EXERCISE INSTRUCTIONS:
Only an exact, line-for-line copy of the data will serve as the answer.

SOURCE MATERIAL:
★ ★ ★ ★

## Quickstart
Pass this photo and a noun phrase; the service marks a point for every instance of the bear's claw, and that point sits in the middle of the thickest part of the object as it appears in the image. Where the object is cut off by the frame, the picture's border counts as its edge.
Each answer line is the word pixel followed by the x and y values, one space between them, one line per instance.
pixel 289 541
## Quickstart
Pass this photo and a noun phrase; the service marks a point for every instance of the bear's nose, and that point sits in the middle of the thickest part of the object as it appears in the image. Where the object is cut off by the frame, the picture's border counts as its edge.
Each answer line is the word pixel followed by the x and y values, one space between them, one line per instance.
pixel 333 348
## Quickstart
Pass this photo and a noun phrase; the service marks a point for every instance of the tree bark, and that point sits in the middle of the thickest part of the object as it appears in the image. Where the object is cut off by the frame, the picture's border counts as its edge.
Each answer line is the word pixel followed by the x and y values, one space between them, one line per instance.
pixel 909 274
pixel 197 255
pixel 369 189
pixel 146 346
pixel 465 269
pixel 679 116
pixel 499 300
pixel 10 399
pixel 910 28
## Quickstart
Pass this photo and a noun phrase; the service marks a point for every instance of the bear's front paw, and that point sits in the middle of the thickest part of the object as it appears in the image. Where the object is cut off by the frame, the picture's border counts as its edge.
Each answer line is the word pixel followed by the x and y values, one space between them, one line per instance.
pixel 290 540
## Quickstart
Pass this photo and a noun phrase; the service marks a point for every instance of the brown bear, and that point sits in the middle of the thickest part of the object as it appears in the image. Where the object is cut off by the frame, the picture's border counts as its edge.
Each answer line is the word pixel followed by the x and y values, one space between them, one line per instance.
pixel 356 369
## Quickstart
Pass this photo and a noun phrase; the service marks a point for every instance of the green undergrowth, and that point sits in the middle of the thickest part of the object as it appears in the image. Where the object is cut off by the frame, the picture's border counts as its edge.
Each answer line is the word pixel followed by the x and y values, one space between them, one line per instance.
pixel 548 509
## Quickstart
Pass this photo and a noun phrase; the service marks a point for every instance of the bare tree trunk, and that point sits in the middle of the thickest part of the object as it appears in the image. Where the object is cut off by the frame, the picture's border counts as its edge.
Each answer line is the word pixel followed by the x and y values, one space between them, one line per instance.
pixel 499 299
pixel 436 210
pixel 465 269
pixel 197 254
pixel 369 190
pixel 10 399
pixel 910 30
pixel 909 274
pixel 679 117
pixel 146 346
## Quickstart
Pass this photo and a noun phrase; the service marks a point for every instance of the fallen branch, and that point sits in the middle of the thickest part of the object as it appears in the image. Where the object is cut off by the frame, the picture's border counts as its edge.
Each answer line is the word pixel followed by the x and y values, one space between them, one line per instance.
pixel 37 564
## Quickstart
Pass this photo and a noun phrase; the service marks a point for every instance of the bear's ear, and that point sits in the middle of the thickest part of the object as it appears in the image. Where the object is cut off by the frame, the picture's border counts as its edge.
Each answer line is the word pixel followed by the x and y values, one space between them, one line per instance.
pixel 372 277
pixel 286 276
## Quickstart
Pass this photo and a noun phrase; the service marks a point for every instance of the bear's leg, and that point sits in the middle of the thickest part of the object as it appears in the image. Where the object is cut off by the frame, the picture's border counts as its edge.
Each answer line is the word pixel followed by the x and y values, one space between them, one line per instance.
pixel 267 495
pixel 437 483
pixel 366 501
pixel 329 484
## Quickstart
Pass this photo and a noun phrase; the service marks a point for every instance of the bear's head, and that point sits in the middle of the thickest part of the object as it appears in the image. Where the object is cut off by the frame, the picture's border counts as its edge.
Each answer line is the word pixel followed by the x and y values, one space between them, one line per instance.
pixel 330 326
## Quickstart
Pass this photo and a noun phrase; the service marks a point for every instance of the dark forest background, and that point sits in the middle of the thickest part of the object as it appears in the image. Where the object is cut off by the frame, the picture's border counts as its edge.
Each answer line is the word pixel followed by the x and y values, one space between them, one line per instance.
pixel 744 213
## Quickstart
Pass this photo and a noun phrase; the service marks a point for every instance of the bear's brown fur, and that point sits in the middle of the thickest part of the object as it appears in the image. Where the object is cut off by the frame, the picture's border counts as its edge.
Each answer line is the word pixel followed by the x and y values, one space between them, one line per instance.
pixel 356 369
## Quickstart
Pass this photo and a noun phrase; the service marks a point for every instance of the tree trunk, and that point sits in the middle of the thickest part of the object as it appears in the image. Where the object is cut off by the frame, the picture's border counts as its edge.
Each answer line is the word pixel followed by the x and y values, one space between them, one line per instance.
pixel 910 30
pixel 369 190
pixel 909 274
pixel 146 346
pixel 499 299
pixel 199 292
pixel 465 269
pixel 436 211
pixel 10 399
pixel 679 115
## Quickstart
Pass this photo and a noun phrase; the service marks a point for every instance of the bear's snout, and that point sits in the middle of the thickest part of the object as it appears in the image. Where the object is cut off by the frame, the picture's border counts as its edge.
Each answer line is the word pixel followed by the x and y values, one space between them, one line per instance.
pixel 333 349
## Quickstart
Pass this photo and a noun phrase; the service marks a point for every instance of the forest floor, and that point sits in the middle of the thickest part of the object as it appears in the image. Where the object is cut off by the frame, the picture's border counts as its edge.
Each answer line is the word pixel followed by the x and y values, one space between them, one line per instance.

★ ★ ★ ★

WRITTEN ANSWER:
## Quickstart
Pass this photo and a noun phrase; the service marks a point for every instance of the bear's claw, and that point sits in the middle of the thickest part of the object as it appears in the image. Where the object is cut off by the frame, the picture's border counts as its edge.
Each answer line is the word pixel followed by the x and y values, one space between them, one line per instance.
pixel 289 541
## Quickstart
Pass this photo and a noun phrase; the service marks a point for every instance of the bear's nose, and that point sits in the middle of the thickest part of the object as it appears in the image. Where the object is cut off by the frame, the picture's border counts as its edge.
Each answer line is the word pixel followed by the x and y values, one space between them, one line per instance.
pixel 333 348
## Quickstart
Pass this photo and a noun phrase; the service marks a point for every instance of the tree bark, and that point sits in the middle of the thickest part of the object as it appears in the image. Where the object is cut off by the frame, the picture's border counts as its edge.
Each answer line is the word pixel followed by the x and y values, one space between them, one line per instance.
pixel 909 274
pixel 197 255
pixel 369 189
pixel 146 346
pixel 465 269
pixel 679 116
pixel 499 300
pixel 10 399
pixel 910 28
## Quickstart
Pass this photo and a noun phrase; the service marks a point for every instance of the bear's front paw, and that point sits in the middle of the thickest part of the object as it appears in the image. Where the object is cut off by the frame, the picture's border counts as its edge.
Each answer line is the word pixel followed by the x and y values, one space between them, one line per instance.
pixel 290 540
## Quickstart
Pass this photo and a noun phrase; the service marks a point for every instance of the brown bear, and that point sits in the middle of the thickest part of the object as it appears in the image. Where the object is cut off by the frame, the picture's border counts as its edge.
Each answer line is the word pixel followed by the x and y values, one space between them, one line per instance.
pixel 356 369
## Quickstart
Pass this photo and a noun phrase; the service marks a point for every instance of the green undergrowth, and that point sits in the middle of the thickest part of the object as it appears in the image. Where the object is cut off by the frame, the picture's border counts as its edge.
Each answer line is the word pixel followed by the x and y values, one space between them, one line per instance.
pixel 548 509
## Quickstart
Pass this photo and a noun phrase; the service marks a point for every instance of the bare tree trunk, and that point sits in the middle of the thickest part of the object as it appears in the image. Where the object is cut off by the frame, the picture's border counts as its edge.
Each answer line is the word pixel followed by the x and y values, one space between them, one line per instance.
pixel 499 299
pixel 436 210
pixel 465 269
pixel 197 254
pixel 369 190
pixel 10 399
pixel 910 30
pixel 909 274
pixel 679 117
pixel 146 346
## Quickstart
Pass this photo and a noun phrase; the service marks a point for every instance of the fallen branch, and that point sits in the middle of the thickest part of the object as it appears in the image. Where the object is cut off by the frame, the picture's border counts as its edge.
Each answer line is the word pixel followed by the x and y values, one space between them, one line per instance.
pixel 37 564
## Quickstart
Pass this photo and a noun phrase; the service marks a point for every instance of the bear's ear, and that point sits in the middle of the thickest part of the object as it appears in the image. Where the object is cut off by the frame, the picture's border counts as its edge.
Each answer line is the word pixel followed by the x and y values, one space between them, one line per instance.
pixel 372 277
pixel 286 276
## Quickstart
Pass this photo and a noun phrase; the service marks a point for every instance of the bear's leg, and that point sits in the middle of the thickest part of the object as it appears in the image. Where the object is cut off by the frame, the picture's border counts as its edge.
Each answer line is the word pixel followed by the x and y values, one space between them, one line per instance.
pixel 267 495
pixel 437 483
pixel 366 501
pixel 329 484
## Quickstart
Pass this photo and a noun phrase; the service marks a point for every instance of the bear's head, and that point sits in the middle of the thickest part of the object as it appears in the image. Where the object is cut off by the frame, the picture's border counts as its edge.
Each answer line is the word pixel followed by the x and y values, one space between them, one line per instance.
pixel 330 326
## Quickstart
Pass this photo and a noun phrase; the service marks a point for every instance of the dark forest background, and that point sits in the middle of the thickest part of the object as it appears in the image. Where the object is cut off by the frame, the picture's border counts as its edge.
Each answer line is the word pixel followed by the x and y values, one space between them, one line per instance.
pixel 744 213
## Quickstart
Pass this photo and a noun phrase; the service marks a point for every instance of the bear's brown fur, and that point sits in the middle of the thickest part of the object as it appears in the image. Where the object is cut off by the frame, the picture's border counts as its edge.
Each answer line is the word pixel followed by the x and y values, one space between them, one line per instance.
pixel 356 369
## Quickstart
Pass this photo and a noun phrase; the service marks a point for every instance of the tree trunk, and that point sits in the middle of the thickest part of the object as it appears in the image. Where the object is cut off by the frame, the picture's border counts as its edge.
Each answer line is the word pixel followed by the x and y values, one space between them, one line per instance.
pixel 910 30
pixel 369 190
pixel 909 274
pixel 146 346
pixel 499 299
pixel 199 292
pixel 465 269
pixel 436 211
pixel 10 399
pixel 679 115
## Quickstart
Pass this photo and a noun phrase; the service marks a point for every instance of the bear's snout, and that point sits in the middle of the thickest part of the object as it appears in the image. Where the object is cut off by the frame, the picture's border counts as its edge.
Each answer line is the word pixel followed by the x and y values, one space between them, one line per instance.
pixel 333 349
## Quickstart
Pass this photo and a noun phrase; the service marks a point for every instance of the forest floor, and that point sits in the middle of the thickest part of the object as it appears in the image. Where the object is cut off by the frame, the picture's border counts as its edge.
Each answer line is the word pixel followed by the x and y values, one space between them, one line per instance.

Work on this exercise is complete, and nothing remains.